Find each line below that contains the word "instance" and copy those lines.

# Start of GIVEN INFORMATION

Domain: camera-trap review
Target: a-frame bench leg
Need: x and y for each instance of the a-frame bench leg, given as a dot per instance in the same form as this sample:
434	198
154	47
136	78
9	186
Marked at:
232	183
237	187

# End of GIVEN INFORMATION
# Start of GIVEN INFORMATION

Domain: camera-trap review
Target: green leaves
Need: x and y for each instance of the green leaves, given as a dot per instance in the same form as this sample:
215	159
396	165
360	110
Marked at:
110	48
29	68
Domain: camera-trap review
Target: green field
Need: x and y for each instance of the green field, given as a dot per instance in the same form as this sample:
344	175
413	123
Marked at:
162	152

# End of GIVEN INFORMATION

ANSWER TO THIS TASK —
Need: x and y for each instance of the a-frame bench leg, given as a dot per instance in the same form as this sample:
Need: x and y for each instance of the green leaves, given as a dot per instance in the same form as this sample:
Need: x and y for each instance of the green field, given as a dot per instance in the same form as this sample:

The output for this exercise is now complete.